**PAGE TEXT:**
China slaps anti-dumping deposit on Brazilian chicken

June 10, 2018

China will impose temporary anti-dumping measures on imports of Brazilian chicken meat, at the same time as the United States pressures Beijing to reopen its market to American poultry products. Chinese importers of Brazilian chicken will be required to pay deposits ranging from 18.8 per cent to 38.4 per cent of the value of their shipments from June 9, the commerce ministry said in a statement. A preliminary ruling from the ministry found that Chinese producers had been “substantially damaged” by shipments from Brazil between 2013 and 2016, when the country supplied more than half of China’s imports of chicken meat.
The anti-dumping measures are another blow to Brazilian meatpackers, who are still recovering from a food safety scandal last year and a May truckers’ protest that forced farms to cull some 70 million chickens due to a lack of feed.
They also show how third-party countries like Brazil, the world’s largest chicken exporter, could become collateral damage as the United States and China look for ways to head off a trade war.
Although the Chinese government calls the measures “deposits”, which in theory could be returned in the future, a source in the Brazilian meat industry, who asked for anonymity due to the sensitivity of the issue, said that in practice nobody ever manages to get them back.
The Brazilian government said it regretted the measures, adding it had followed the anti-dumping investigation all along and found no basis for the Chinese move.
In a statement, it said it hopes China will scrap the provisional punitive measures once the probe is finished.
Shares of Brazil’s BRF SA, the world’s biggest chicken exporter, closed 7.5 per cent lower at 21.50 reais.
Rival JBS SA, whose US poultry unit Pilgrims Pride Corp is larger than its Brazilian division Seara, rose 4.1 per cent. BRF and JBS declined to comment immediately on the matter.
Brazilian protein industry group ABPA denied any causal link between the chicken shipments and any harm to Chinese producers, calling the anti-dumping measures a step backwards in the countries’ strong bilateral trade relations.
The measure comes one year after China had implemented anti-dumping measures against another leading Brazilian commodity.
In May last year the Chinese government imposed hefty penalties on sugar imports.
Brazil used to be the largest exporter of sugar to China, but after the measure shipments were expected to fall by as much as 800,000 tonnes per year.
While the initial result of a probe on poultry imports that started last August had been expected this month, China’s move on Brazilian chicken appears as the United States pushes to recover access to the Chinese poultry market amid ongoing trade talks.
China has agreed to increase its imports of American farm goods in recent negotiations aimed at averting a trade war between the top two trading countries.
About 9 per cent of Brazil’s chicken exports went to China last year, according to ABPA, which said the flows were likely to be maintained due to strong Chinese demand.

**TASK INSTRUCTIONS:**
a: In the article on Brazilian chicken, what range of deposits must Chinese importers pay on the value of their shipments?
b: Summarize the article on Brazilian chicken in two sentences.

**PROVIDED MATERIAL:**
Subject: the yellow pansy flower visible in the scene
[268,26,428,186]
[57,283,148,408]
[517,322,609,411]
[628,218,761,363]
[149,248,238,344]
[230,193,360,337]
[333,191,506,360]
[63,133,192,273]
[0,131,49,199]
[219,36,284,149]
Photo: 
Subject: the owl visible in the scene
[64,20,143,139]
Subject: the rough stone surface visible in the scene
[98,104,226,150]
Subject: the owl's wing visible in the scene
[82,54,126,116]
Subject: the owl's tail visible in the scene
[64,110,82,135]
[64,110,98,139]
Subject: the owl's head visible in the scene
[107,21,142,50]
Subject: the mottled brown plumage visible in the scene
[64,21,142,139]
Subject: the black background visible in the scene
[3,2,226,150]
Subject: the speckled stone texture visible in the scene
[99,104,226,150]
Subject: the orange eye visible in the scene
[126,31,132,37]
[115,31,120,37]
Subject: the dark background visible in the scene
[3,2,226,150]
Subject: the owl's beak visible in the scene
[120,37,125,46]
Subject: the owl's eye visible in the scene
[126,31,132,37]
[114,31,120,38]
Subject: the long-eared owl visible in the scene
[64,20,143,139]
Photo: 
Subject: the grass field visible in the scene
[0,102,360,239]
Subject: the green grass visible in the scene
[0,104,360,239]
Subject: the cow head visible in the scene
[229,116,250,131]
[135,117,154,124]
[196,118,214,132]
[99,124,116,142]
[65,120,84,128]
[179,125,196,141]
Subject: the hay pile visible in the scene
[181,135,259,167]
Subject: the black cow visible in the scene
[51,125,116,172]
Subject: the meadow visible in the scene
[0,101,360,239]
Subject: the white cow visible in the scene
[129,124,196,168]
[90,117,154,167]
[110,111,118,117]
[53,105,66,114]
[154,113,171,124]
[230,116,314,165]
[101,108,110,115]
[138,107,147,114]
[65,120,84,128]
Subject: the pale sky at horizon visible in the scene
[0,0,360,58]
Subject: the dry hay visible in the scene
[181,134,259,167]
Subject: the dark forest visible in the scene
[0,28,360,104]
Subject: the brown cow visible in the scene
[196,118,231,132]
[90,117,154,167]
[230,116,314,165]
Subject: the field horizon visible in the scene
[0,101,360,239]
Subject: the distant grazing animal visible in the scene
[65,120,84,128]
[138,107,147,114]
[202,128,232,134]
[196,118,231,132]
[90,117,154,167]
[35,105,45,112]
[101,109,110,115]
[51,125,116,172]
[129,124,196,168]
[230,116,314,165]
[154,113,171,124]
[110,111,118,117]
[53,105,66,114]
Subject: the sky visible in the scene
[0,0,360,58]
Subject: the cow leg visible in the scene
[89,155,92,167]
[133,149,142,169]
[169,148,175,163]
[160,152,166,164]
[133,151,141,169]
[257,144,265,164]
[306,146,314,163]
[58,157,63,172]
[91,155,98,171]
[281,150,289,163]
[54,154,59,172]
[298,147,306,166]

**EXPECTED RESPONSES:**
a: From 18.8 percent to 38.4 percent of the value of their shipments.

b: China will require importers of Brazilian chicken meat to pay temporary anti-dumping deposits of 18.8 to 38.4 percent of shipment value, after a preliminary ruling found that shipments from Brazil had substantially damaged Chinese producers. The Brazilian government and the industry group ABPA rejected the basis for the move, which deals another blow to Brazilian meatpackers as the United States presses China to reopen its market to American poultry.